• **TASK INPUT**
BEGIN
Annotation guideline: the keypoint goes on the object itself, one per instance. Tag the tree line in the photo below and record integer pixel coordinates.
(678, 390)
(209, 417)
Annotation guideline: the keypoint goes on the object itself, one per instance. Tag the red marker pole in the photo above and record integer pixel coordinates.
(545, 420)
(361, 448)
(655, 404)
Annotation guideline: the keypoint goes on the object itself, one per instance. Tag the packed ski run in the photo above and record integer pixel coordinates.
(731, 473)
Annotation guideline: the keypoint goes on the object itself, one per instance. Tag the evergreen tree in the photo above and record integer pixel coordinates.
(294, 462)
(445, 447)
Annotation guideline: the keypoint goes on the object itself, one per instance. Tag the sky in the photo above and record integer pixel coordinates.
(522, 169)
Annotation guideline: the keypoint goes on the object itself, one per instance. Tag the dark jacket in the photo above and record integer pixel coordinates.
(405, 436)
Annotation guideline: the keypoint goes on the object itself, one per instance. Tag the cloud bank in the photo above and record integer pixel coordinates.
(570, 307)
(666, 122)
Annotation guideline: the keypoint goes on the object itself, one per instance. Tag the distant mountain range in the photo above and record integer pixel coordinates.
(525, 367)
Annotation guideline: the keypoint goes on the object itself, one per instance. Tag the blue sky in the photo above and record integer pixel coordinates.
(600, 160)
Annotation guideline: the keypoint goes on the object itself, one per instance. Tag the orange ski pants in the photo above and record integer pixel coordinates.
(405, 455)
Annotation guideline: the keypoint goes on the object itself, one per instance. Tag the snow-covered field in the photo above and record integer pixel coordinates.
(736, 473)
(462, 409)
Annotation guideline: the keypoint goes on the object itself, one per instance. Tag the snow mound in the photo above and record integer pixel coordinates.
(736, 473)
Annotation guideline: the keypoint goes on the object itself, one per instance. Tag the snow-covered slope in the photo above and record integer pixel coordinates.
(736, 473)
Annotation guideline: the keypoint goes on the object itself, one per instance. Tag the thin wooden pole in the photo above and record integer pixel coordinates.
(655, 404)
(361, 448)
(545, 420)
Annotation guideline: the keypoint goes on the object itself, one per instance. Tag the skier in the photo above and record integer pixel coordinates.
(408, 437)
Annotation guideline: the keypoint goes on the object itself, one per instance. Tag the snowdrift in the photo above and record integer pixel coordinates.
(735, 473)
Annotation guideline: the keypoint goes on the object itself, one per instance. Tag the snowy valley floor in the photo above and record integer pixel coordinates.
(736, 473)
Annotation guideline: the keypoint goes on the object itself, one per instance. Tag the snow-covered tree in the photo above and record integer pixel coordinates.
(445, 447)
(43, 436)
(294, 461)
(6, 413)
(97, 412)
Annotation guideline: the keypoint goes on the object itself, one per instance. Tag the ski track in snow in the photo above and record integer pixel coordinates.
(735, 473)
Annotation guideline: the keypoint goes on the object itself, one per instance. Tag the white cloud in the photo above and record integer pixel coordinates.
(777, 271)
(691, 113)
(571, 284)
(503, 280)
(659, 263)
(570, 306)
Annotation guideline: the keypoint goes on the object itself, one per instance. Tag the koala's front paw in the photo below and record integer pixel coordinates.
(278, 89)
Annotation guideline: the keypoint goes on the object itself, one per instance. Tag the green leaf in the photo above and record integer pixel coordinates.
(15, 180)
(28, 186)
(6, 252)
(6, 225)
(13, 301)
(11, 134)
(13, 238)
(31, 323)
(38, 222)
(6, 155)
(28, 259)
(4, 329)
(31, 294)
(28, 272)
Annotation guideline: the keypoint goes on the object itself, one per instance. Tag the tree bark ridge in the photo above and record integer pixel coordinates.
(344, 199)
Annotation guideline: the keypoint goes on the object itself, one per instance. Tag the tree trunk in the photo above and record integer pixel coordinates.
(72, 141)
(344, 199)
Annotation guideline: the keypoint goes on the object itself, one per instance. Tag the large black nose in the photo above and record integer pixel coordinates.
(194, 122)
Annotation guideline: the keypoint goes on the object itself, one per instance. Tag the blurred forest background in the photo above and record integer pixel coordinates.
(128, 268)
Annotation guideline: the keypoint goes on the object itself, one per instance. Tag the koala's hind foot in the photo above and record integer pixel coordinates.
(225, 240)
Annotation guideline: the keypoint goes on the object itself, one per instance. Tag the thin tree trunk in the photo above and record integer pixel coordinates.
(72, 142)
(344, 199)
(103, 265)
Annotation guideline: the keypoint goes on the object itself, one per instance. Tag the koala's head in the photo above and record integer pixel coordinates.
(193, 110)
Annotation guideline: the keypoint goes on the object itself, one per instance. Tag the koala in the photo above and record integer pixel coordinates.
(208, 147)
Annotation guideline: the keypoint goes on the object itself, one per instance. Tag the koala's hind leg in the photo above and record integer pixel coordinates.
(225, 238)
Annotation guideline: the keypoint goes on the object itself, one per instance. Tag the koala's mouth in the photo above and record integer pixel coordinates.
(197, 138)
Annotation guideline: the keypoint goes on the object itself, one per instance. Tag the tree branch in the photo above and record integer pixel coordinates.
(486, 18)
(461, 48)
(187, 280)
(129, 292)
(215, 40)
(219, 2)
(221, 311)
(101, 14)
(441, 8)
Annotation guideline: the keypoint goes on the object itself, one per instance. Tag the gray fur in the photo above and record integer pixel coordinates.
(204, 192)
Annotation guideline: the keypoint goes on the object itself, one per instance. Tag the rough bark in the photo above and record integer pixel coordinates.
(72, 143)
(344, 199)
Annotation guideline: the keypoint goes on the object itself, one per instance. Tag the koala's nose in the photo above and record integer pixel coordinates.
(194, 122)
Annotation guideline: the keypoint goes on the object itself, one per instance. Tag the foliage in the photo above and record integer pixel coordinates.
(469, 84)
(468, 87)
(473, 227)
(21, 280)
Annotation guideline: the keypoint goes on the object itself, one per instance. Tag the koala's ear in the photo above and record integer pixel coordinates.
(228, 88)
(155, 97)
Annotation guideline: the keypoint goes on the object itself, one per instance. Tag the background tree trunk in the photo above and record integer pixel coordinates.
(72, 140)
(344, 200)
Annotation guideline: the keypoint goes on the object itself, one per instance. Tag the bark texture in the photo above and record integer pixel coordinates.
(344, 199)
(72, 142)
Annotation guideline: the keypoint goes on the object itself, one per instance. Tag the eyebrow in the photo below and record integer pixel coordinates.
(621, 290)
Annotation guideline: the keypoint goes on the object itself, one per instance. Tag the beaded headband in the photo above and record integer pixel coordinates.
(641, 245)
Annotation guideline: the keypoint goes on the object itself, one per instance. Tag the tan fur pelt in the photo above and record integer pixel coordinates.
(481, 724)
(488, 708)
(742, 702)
END
• **TASK DESCRIPTION**
Type out the entries exactly as they appear above.

• **EXERCISE OUTPUT**
Annotation guideline: the keypoint goes on the object itself, one per instance. Tag the tree line in the photo below and record integer pixel coordinates.
(678, 390)
(209, 417)
Annotation guideline: the keypoint goes on the object itself, one per instance. Tag the red marker pole in the photo above and record integer pixel coordinates.
(545, 420)
(361, 448)
(655, 404)
Annotation guideline: the keypoint goes on the object itself, one per instance. Tag the packed ski run in the photo above and record integer pixel coordinates.
(731, 473)
Annotation guideline: the keypoint goes on the object itself, one per instance. Tag the evergreen tree in the photo above and record integer pixel coordinates.
(294, 462)
(445, 447)
Annotation guideline: the keypoint goes on the object itself, one per instance. Tag the sky in the photo above and record integer pixel coordinates.
(522, 169)
Annotation guideline: the keypoint goes on the object itself, one per instance. Tag the dark jacket in the photo above and record integer pixel coordinates.
(405, 436)
Annotation guideline: the keypoint goes on the object itself, one per instance. Tag the cloud bank in the photo above and record integer pixel coordinates.
(570, 307)
(666, 122)
Annotation guideline: the keypoint goes on the object itself, one per instance. Tag the distant mountain range in the photo above and record integer pixel coordinates.
(525, 367)
Annotation guideline: the keypoint goes on the object itself, one per instance. Tag the blue sky in the photo above and record integer pixel coordinates.
(600, 160)
Annotation guideline: the keypoint goes on the object itself, one per instance. Tag the orange ski pants in the photo above and record integer pixel coordinates.
(405, 455)
Annotation guideline: the keypoint goes on the object itself, one per instance. Tag the snow-covered field in the photo above and record integer pixel coordinates.
(736, 473)
(462, 409)
Annotation guideline: the keypoint goes on the object itself, one per instance. Tag the snow mound in the photo above and record integer pixel coordinates.
(736, 473)
Annotation guideline: the keypoint goes on the object itself, one per instance. Tag the snow-covered slope in the photo above and record integer pixel coordinates.
(736, 473)
Annotation guideline: the keypoint goes on the object itself, one per instance. Tag the thin wooden pole in the photo above and record integer pixel coordinates.
(655, 404)
(361, 448)
(545, 420)
Annotation guideline: the keypoint goes on the object itself, one per instance. Tag the skier in the photo above and record integer pixel coordinates.
(408, 437)
Annotation guideline: the keypoint goes on the object itself, one per instance. Tag the snowdrift in the photo above and record integer pixel coordinates.
(735, 473)
Annotation guideline: the keypoint goes on the object itself, one per instance. Tag the snowy valley floor in the photo above and record integer pixel coordinates.
(736, 473)
Annotation guideline: the keypoint goes on the object itself, one per instance. Tag the snow-covered tree in the photo above and record integer pixel coordinates.
(445, 447)
(43, 436)
(294, 461)
(6, 413)
(97, 412)
Annotation guideline: the keypoint goes on the object itself, one per instance. Tag the ski track in snow in the photo above and record integer pixel coordinates.
(735, 473)
Annotation guideline: the keypoint goes on the object itself, one per instance. Tag the white cloud in the photo above and record integer pixel coordinates.
(777, 271)
(691, 113)
(571, 284)
(503, 280)
(659, 263)
(570, 306)
Annotation guideline: the keypoint goes on the object itself, one per instance. Tag the koala's front paw in the photo below and record integer pixel coordinates.
(278, 89)
Annotation guideline: the keypoint goes on the object itself, one per instance. Tag the green leaf in the photo above and record integer pixel coordinates.
(15, 180)
(28, 186)
(6, 252)
(6, 225)
(13, 301)
(11, 134)
(13, 238)
(31, 323)
(38, 222)
(6, 155)
(28, 259)
(4, 329)
(31, 294)
(28, 272)
Annotation guideline: the keypoint goes on the object itself, one per instance. Tag the tree bark ridge in the photo above and record integer pixel coordinates.
(344, 199)
Annotation guideline: the keypoint goes on the object itself, one per instance. Tag the tree trunk in the photo above and record integer pixel coordinates.
(72, 141)
(344, 199)
Annotation guideline: the keypoint goes on the object itself, one per instance. Tag the large black nose in the photo above and record integer pixel coordinates.
(194, 122)
Annotation guideline: the keypoint goes on the object itself, one per instance. Tag the blurred forest background in the photo above and record integer pixel coordinates.
(128, 268)
Annotation guideline: the keypoint goes on the object itself, one per instance. Tag the koala's hind foot in the photo above and record integer pixel coordinates.
(225, 240)
Annotation guideline: the keypoint goes on the object itself, one per instance. Tag the thin tree trunk in the photo above and record integer pixel coordinates.
(72, 142)
(344, 199)
(103, 265)
Annotation guideline: the keypoint goes on the object itself, one per instance. Tag the koala's head in the photo above and record integer pixel coordinates.
(193, 110)
Annotation guideline: the keypoint goes on the object itself, one per instance. Tag the koala in the photo above and record integer pixel coordinates.
(208, 147)
Annotation guideline: the keypoint goes on the object itself, one per instance. Tag the koala's hind leg in the photo above and record integer pixel coordinates.
(225, 238)
Annotation guideline: the keypoint goes on the object itself, one per instance. Tag the koala's mouth in the photo above and record integer pixel coordinates.
(197, 138)
Annotation guideline: the keypoint goes on the object itself, one per instance. Tag the tree branch in the photo above and record integer pixel coordinates.
(486, 18)
(461, 48)
(187, 280)
(129, 292)
(215, 40)
(219, 2)
(221, 311)
(101, 14)
(441, 8)
Annotation guideline: the keypoint goes on the object itself, one per instance. Tag the gray fur in the photo above and record integer pixel coordinates.
(204, 192)
Annotation guideline: the keypoint goes on the object itself, one per instance. Tag the rough bark in the photo above and record integer pixel coordinates.
(72, 143)
(344, 199)
Annotation guideline: the keypoint goes on the object itself, one per instance. Tag the koala's nose in the photo above and record integer pixel coordinates.
(194, 122)
Annotation guideline: the keypoint goes on the object itself, one per instance. Tag the foliage in the photo above and record integer pixel coordinates.
(469, 84)
(468, 87)
(473, 227)
(21, 280)
Annotation guideline: the keypoint goes on the object itself, one per instance. Tag the koala's ear in the photo above and record integer pixel coordinates.
(228, 88)
(155, 97)
Annotation guideline: the keypoint goes on the object itself, one per instance. Tag the background tree trunk in the photo above and record integer pixel coordinates.
(72, 140)
(344, 200)
Annotation guideline: the keypoint goes on the object itself, one per instance. Tag the bark texture in the photo above and record integer pixel coordinates.
(344, 199)
(72, 142)
Annotation guideline: the keypoint goes on the object itself, one per instance. Tag the eyebrow in the photo below and record integer pixel coordinates.
(621, 290)
Annotation guideline: the keypoint goes on the object itself, one per instance. Tag the beaded headband in the photo above and record integer pixel coordinates.
(641, 245)
Annotation guideline: the keypoint goes on the object itself, one per instance. Tag the tan fur pelt in the photo above and record integer pixel coordinates.
(481, 724)
(488, 708)
(742, 702)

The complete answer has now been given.